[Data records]
** begin **
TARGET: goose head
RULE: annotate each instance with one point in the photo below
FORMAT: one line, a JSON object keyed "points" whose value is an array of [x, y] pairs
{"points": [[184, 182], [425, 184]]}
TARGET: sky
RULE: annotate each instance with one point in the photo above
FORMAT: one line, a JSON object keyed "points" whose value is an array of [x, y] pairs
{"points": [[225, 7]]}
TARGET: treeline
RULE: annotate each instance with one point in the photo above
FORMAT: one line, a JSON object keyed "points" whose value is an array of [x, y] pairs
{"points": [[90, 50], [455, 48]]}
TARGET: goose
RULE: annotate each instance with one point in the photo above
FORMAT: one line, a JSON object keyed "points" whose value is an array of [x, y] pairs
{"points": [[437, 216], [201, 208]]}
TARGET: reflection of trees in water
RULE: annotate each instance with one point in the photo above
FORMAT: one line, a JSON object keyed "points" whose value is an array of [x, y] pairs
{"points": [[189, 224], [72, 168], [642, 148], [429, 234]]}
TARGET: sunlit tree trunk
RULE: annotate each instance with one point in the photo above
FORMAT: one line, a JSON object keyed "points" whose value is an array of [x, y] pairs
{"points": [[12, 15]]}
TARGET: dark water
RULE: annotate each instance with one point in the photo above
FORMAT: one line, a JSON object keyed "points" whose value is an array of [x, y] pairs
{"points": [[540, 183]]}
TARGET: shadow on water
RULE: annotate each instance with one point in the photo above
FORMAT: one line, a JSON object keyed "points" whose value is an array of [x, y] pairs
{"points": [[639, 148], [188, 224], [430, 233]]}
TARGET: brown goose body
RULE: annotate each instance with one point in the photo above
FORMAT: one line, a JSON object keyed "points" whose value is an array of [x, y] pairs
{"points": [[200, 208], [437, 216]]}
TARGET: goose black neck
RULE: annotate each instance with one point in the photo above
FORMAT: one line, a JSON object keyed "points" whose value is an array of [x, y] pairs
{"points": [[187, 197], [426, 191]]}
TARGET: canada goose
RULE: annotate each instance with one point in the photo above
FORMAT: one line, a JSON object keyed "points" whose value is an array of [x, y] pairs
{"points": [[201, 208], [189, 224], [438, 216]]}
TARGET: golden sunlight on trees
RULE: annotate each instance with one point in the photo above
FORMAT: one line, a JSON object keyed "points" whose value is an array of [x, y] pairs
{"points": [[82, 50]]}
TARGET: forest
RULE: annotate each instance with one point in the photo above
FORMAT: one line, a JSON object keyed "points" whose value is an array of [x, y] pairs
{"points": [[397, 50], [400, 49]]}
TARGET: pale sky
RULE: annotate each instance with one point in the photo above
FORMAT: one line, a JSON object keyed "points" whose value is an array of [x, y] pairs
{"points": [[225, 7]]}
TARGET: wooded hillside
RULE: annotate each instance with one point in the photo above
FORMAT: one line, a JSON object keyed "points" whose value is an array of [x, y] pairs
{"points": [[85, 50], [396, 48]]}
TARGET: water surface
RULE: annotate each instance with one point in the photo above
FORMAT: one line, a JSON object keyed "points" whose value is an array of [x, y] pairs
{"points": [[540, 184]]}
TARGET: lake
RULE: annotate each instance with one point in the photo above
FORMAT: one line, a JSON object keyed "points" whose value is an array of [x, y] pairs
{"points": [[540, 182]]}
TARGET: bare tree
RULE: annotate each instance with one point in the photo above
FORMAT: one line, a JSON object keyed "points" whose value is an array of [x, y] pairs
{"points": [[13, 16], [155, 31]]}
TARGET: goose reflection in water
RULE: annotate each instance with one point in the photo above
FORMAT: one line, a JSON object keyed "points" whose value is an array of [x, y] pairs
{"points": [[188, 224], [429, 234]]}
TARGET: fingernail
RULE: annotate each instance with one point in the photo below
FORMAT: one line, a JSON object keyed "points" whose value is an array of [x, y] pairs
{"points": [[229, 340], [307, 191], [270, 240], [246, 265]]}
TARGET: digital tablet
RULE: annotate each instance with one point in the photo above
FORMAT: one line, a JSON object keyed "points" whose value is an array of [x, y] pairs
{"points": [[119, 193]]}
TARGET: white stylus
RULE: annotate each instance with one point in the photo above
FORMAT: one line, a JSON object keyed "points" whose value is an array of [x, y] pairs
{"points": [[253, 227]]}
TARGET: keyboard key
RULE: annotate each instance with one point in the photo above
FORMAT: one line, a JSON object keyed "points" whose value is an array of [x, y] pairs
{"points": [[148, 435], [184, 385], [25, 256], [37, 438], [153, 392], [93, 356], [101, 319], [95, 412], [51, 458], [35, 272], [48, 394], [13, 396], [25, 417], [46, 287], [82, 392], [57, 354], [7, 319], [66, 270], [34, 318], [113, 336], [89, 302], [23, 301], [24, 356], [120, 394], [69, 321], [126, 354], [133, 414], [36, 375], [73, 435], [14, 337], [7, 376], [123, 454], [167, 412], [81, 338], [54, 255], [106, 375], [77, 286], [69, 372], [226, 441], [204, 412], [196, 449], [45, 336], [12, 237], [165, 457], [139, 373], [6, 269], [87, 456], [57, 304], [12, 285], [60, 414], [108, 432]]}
** end **
> _TASK DESCRIPTION_: The required output is the span of lines from the one containing "TARGET: white stylus" to the last line, reproduced character for character.

> _TASK RESULT_:
TARGET: white stylus
RULE: annotate each instance with one point in the photo above
FORMAT: one line, a JSON object keyed "points" whose value is an array of [x, y] pairs
{"points": [[253, 227]]}
TARGET: keyboard key
RULE: annotate each instance with one point in the photo above
FORMAT: one line, a JSON object keyed "points" whose value is an array of [x, y] pairs
{"points": [[148, 435], [184, 385], [25, 256], [37, 438], [153, 392], [93, 356], [101, 319], [95, 412], [51, 458], [35, 272], [48, 394], [13, 396], [25, 417], [46, 287], [82, 392], [57, 354], [7, 319], [66, 270], [34, 318], [113, 336], [89, 302], [23, 301], [24, 356], [120, 394], [69, 321], [126, 354], [133, 414], [36, 375], [73, 435], [14, 337], [7, 376], [123, 454], [167, 412], [81, 338], [54, 255], [106, 375], [77, 286], [69, 372], [226, 441], [204, 412], [196, 449], [45, 336], [12, 237], [165, 457], [139, 373], [6, 269], [87, 456], [57, 304], [12, 285], [60, 414], [108, 432]]}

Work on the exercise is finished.